• [Work item]:
Copy the lines below that contain "guineafowl".

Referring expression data

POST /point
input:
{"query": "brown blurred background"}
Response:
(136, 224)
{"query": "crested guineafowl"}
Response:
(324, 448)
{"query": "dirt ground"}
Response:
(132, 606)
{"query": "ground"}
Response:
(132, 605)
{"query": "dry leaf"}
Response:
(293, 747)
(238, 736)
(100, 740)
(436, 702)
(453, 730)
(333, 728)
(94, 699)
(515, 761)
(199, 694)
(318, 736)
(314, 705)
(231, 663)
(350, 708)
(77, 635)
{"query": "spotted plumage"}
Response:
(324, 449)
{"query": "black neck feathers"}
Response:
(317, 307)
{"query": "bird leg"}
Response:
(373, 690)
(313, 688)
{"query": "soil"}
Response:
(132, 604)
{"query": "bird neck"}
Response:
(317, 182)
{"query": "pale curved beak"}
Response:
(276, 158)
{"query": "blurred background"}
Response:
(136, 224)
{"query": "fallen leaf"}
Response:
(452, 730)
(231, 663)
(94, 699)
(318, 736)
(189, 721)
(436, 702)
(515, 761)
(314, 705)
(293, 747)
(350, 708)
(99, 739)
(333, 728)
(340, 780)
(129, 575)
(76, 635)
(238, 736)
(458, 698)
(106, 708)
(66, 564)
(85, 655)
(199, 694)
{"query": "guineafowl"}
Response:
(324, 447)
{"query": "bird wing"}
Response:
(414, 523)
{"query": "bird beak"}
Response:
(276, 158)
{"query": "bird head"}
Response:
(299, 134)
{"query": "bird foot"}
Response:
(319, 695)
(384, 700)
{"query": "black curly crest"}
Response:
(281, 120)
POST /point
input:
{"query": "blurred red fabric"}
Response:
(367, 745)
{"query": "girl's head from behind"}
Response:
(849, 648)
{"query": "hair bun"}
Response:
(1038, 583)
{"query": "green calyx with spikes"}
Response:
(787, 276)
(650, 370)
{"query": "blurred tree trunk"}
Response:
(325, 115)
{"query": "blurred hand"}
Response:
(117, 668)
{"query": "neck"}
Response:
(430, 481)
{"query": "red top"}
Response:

• [Solution to this exercise]:
{"query": "crested guineafowl"}
{"query": "guineafowl"}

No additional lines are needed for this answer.